- [Exercise 1]: Identify and copy every line in the records that contains the string "negative".

- [Extract]:

-*-

Quratulain Bakhteari, a Pakistani social activist, read the holy scriptures of Judaism and Christianity for the first time during visits to synagogues and churches here and said she was amazed to find deep similarities to Islamic teachings.

"Who has divided us?" she asked, perplexed. "The division has been extremely painful, but there is a lot of hope now."

Aminul Islam, a philosophy professor from Bangladesh, had been convinced that Americans were warmongers who viewed all Muslims as terrorists. No longer, he said.

"I dreaded America; now I love America," Islam said. "I came to realize the people of America do not want bombs, do not want to dominate others."

The visit was arranged under a U.S. State Department grant with the goal of exposing South Asian scholars and clerics to Islamic life in America. So far, $550,000 has been awarded to the University of Louisville, Ky., to bring groups of scholars to the United States to showcase how Islam is practiced and taught here, along with how it is integrated into the larger interfaith community. In addition, American counterparts have visited South Asia.

"The idea was to dispel the very widely held perception in most of the Muslim world that Muslims in the U.S. are discriminated against, that they live in fear and the shadow of suspicion," said Thomas Johnston, senior exchanges specialist in the U.S. Bureau of Educational and Cultural Affairs.

-*-

- [Exercise 2]: For each statement below, state whether it agrees with the passage on the scholars' visit, answering yes or no and quoting the deciding words of the passage. (a) Aminul Islam is a philosophy professor from Bangladesh. (b) Quratulain Bakhteari had read the scriptures of Judaism and Christianity before her visits to synagogues and churches. (c) The visit was funded by a grant from the University of Louisville.

- [Data to use]:

-*-

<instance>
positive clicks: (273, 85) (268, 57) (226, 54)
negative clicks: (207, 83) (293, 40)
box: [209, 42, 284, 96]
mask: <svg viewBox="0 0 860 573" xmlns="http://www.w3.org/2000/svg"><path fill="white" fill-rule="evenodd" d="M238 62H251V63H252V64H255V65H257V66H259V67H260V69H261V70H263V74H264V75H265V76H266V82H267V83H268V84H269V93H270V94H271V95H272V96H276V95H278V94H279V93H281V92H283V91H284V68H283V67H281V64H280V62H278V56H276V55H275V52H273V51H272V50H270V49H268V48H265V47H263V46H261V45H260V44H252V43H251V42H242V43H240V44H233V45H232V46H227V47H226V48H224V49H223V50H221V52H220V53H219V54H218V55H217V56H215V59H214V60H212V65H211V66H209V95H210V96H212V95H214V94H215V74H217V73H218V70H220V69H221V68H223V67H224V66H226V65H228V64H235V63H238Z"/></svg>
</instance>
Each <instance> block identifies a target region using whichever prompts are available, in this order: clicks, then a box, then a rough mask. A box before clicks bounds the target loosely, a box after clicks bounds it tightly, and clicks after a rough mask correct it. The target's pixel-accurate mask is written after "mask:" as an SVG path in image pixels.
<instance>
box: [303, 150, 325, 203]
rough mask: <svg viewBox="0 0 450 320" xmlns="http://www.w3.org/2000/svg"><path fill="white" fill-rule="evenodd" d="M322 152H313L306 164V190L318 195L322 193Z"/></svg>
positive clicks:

-*-

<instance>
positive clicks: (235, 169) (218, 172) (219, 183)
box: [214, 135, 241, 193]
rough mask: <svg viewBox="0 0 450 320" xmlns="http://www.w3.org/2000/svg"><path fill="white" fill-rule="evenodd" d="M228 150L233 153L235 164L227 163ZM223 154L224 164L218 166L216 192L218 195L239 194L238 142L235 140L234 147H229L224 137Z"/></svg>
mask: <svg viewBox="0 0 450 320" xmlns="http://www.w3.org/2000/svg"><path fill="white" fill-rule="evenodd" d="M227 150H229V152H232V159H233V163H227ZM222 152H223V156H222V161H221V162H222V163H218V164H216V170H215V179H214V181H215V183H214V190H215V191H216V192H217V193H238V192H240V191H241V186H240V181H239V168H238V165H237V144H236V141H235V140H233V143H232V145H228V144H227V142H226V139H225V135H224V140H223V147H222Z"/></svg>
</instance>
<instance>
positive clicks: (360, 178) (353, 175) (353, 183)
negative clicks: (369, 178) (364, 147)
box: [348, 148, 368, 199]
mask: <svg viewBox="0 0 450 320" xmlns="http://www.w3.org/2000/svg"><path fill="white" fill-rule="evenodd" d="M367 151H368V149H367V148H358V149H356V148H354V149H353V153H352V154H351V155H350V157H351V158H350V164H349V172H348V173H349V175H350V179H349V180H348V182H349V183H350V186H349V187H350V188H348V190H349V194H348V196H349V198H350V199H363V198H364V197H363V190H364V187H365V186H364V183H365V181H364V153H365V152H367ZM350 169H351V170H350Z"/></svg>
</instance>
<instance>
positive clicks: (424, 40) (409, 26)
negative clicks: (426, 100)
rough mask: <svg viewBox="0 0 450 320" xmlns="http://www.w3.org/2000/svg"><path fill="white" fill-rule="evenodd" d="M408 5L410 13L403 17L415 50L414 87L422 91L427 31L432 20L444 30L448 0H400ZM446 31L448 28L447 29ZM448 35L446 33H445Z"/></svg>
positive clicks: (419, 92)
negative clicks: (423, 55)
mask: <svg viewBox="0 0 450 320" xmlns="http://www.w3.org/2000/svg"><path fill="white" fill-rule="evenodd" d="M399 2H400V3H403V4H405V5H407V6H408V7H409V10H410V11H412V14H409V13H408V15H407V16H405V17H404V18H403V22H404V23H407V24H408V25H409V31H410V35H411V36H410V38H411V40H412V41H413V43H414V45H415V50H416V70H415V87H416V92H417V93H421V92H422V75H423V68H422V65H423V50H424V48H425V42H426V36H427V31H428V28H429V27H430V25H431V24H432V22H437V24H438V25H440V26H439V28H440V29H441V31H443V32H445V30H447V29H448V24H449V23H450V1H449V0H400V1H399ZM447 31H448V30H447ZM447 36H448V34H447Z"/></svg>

-*-

- [Problem solution 1]:
negative clicks: (207, 83) (293, 40)
negative clicks: (369, 178) (364, 147)
negative clicks: (426, 100)
negative clicks: (423, 55)

- [Problem solution 2]:
(a) Yes: "Aminul Islam, a philosophy professor from Bangladesh"
(b) No: "read the holy scriptures of Judaism and Christianity for the first time during visits to synagogues and churches here"
(c) No: "The visit was arranged under a U.S. State Department grant"